[Recorded data]

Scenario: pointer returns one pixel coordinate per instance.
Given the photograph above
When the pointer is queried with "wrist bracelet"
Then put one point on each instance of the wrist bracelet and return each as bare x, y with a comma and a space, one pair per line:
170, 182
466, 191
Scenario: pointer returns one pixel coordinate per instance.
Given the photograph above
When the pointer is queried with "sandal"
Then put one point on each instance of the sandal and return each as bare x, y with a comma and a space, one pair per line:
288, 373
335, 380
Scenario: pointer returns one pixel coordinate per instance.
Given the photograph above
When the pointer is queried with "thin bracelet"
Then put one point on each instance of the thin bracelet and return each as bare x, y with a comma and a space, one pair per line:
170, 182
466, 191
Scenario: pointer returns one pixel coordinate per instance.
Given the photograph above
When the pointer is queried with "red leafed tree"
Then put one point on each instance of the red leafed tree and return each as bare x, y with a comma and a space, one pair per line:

TASK STATEMENT: Copy every line of the records, leaving nothing out.

ANSWER BOX:
Scenario: pointer returns one pixel coordinate per instance.
Given the photograph above
When the pointer is queried with "wrist bracelet"
Then put one point on each instance of the wrist bracelet and return each as bare x, y with a comma and a space, one pair per line:
170, 182
466, 191
Scenario: pointer returns one pixel coordinate per instance.
Given the photograph above
When the pointer is queried with "sandal"
Then put one point on each instance of the sandal and return each as bare x, y with a comma and a space, one pair per line:
288, 373
335, 380
Scenario: pointer returns one pixel coordinate per instance.
Given the photograph above
When the pointer is queried with "thin bracelet"
Then put one point on each instance of the thin bracelet and return each as bare x, y with a comma and a space, one pair per line:
170, 182
466, 191
Scenario: pointer returns one pixel coordinate per instance.
Given the photograph above
When the pointer is queried with "red leafed tree"
Then put one point on each instance of the red leafed tree and return each as bare x, y with a comma and a space, one pair per line:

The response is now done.